§ **The problem**:
Output as a JSON list of strings the lines of the records starting at the line containing "Flag the leafy" and ending at the line containing "[[0, 239, 120, 337], [406, 170, 600, 337]]", one string per line, leaving out blank lines.

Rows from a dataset

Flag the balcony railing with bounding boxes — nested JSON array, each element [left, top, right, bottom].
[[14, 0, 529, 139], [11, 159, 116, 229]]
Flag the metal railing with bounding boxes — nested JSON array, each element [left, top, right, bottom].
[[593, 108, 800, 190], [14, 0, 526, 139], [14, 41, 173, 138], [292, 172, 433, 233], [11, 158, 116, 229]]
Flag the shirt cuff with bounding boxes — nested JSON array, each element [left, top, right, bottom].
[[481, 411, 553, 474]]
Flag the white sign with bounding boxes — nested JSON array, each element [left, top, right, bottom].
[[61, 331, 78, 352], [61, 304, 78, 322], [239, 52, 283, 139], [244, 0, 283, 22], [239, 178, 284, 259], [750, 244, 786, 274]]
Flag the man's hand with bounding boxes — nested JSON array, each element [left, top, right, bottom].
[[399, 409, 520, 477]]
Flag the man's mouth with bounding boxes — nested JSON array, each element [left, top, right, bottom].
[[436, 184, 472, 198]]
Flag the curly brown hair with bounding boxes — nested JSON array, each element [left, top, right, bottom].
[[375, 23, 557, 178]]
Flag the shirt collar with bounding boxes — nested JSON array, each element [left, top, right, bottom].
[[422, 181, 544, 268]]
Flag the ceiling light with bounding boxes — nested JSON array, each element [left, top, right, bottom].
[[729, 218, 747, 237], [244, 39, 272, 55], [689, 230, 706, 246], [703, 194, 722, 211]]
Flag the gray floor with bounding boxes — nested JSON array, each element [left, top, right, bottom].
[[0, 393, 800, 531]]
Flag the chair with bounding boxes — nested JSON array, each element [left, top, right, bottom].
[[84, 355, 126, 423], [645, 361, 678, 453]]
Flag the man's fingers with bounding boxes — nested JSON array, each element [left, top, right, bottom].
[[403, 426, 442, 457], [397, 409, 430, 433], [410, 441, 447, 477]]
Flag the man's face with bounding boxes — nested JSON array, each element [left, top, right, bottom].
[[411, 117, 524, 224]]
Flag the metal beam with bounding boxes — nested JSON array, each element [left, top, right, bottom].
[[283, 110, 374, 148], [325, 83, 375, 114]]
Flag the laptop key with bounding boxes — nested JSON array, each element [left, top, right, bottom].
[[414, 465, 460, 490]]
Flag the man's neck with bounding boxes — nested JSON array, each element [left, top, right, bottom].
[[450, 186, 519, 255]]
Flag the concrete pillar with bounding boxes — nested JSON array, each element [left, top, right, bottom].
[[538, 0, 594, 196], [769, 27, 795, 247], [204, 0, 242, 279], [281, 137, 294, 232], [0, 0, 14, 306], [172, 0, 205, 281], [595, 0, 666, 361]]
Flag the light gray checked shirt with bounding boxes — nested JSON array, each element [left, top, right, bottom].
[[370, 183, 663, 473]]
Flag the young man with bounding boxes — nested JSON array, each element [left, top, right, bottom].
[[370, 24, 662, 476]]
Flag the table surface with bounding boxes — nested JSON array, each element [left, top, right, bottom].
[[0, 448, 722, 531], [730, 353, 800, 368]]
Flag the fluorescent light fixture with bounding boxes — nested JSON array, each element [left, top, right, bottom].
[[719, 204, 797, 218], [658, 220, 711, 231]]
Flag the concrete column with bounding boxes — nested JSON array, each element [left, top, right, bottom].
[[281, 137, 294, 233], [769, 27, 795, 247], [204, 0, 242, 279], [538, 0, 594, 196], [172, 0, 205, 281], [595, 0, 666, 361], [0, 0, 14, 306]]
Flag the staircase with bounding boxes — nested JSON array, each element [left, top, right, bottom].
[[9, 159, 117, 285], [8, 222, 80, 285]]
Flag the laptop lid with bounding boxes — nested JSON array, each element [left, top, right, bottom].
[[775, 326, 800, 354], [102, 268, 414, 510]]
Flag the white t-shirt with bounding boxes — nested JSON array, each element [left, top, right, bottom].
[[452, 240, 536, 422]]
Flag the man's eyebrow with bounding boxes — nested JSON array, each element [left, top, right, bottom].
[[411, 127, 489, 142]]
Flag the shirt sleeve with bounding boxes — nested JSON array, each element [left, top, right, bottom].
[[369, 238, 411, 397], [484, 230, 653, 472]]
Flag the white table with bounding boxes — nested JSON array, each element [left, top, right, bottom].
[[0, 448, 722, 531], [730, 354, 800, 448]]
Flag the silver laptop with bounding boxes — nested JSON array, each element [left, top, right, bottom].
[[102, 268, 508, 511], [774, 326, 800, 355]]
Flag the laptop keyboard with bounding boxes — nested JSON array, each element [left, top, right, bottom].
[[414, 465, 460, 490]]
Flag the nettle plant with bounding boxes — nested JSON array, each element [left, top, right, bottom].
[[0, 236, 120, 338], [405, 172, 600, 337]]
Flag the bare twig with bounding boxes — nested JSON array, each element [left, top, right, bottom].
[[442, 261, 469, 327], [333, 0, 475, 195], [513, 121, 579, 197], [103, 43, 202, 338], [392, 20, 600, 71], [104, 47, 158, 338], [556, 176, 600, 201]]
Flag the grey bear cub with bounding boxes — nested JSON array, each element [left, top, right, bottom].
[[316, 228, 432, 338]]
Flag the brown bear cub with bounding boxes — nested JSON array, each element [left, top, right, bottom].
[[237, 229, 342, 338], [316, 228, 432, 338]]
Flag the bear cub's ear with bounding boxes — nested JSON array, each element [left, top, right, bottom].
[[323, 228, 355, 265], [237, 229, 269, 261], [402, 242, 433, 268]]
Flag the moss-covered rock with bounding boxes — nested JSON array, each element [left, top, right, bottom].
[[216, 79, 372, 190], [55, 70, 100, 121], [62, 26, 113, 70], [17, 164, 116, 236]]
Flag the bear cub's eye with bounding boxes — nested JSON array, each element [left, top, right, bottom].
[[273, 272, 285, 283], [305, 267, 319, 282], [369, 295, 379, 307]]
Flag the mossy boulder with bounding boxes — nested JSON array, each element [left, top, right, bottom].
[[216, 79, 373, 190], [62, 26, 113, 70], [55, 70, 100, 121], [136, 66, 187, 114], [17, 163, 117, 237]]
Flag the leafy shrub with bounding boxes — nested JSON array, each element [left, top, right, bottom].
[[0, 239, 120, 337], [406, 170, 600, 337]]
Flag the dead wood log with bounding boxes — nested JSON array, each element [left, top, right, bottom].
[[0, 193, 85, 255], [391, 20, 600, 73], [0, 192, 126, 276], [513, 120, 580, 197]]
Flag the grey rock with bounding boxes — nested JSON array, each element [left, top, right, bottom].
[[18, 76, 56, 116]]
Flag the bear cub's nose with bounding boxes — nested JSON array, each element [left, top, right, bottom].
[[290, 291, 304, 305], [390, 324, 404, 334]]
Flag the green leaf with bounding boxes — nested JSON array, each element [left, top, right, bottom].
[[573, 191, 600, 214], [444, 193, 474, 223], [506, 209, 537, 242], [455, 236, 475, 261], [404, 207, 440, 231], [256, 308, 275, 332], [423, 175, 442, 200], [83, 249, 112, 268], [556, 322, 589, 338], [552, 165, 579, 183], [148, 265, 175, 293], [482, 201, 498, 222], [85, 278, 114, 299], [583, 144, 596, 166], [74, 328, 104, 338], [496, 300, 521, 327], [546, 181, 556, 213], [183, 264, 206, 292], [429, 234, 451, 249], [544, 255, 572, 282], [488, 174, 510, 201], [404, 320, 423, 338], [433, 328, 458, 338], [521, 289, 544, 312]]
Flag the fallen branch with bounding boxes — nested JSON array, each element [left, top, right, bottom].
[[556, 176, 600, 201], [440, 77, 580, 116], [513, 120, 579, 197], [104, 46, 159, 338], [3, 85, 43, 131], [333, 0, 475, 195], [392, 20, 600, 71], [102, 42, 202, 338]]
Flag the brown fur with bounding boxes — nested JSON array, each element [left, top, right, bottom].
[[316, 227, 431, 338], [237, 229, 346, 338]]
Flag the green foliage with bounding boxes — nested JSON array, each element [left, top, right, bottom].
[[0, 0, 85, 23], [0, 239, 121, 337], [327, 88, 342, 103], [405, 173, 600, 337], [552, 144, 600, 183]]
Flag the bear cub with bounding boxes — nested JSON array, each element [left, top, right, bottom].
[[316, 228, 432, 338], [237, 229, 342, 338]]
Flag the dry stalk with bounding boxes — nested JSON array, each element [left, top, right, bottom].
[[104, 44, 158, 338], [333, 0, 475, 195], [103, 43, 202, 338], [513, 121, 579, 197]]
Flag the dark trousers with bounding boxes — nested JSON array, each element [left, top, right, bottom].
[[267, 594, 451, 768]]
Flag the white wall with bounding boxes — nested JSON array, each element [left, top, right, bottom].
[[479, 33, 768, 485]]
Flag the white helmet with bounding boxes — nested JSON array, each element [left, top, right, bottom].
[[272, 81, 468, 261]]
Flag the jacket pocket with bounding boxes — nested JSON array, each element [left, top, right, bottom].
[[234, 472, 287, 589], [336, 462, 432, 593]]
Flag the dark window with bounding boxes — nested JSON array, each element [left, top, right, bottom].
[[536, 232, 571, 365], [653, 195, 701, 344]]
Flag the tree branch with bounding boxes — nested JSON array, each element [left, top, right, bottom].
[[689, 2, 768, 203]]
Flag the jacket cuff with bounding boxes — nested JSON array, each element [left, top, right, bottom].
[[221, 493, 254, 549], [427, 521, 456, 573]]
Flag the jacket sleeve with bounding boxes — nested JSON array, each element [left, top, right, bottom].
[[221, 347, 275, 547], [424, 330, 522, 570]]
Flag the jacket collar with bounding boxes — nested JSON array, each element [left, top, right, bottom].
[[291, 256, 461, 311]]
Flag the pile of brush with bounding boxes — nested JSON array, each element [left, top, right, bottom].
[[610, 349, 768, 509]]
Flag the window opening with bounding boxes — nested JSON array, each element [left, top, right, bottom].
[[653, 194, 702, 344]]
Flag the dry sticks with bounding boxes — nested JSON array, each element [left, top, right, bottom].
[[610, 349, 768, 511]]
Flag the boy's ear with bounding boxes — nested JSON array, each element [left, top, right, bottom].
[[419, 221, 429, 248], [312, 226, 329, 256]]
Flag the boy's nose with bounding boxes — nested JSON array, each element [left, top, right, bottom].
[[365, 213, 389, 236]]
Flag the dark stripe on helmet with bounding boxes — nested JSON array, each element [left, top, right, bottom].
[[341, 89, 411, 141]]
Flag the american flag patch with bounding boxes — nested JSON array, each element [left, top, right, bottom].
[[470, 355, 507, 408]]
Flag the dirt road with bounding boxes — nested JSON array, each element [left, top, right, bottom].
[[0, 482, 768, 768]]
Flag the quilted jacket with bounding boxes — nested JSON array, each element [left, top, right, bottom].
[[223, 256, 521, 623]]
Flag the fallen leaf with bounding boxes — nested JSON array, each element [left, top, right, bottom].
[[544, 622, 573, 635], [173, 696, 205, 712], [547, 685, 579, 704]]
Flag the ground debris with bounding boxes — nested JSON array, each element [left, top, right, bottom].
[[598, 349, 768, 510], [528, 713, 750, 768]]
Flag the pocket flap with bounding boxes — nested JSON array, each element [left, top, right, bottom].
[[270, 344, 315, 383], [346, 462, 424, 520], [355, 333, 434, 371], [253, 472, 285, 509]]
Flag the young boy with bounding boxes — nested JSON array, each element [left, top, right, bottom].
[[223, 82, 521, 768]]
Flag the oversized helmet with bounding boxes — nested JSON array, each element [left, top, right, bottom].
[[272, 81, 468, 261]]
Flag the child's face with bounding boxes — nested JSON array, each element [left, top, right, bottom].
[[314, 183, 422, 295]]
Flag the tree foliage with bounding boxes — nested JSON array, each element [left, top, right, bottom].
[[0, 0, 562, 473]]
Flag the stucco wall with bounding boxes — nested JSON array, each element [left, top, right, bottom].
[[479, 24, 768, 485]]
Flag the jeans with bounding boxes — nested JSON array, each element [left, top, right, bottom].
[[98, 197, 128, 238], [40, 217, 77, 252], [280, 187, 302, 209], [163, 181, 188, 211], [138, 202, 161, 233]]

§ **Answer for this exercise**:
[
  "Flag the leafy shrub with bounding boxes — nested JSON array, each element [left, top, right, bottom].",
  "[[0, 239, 120, 337], [406, 170, 600, 337]]"
]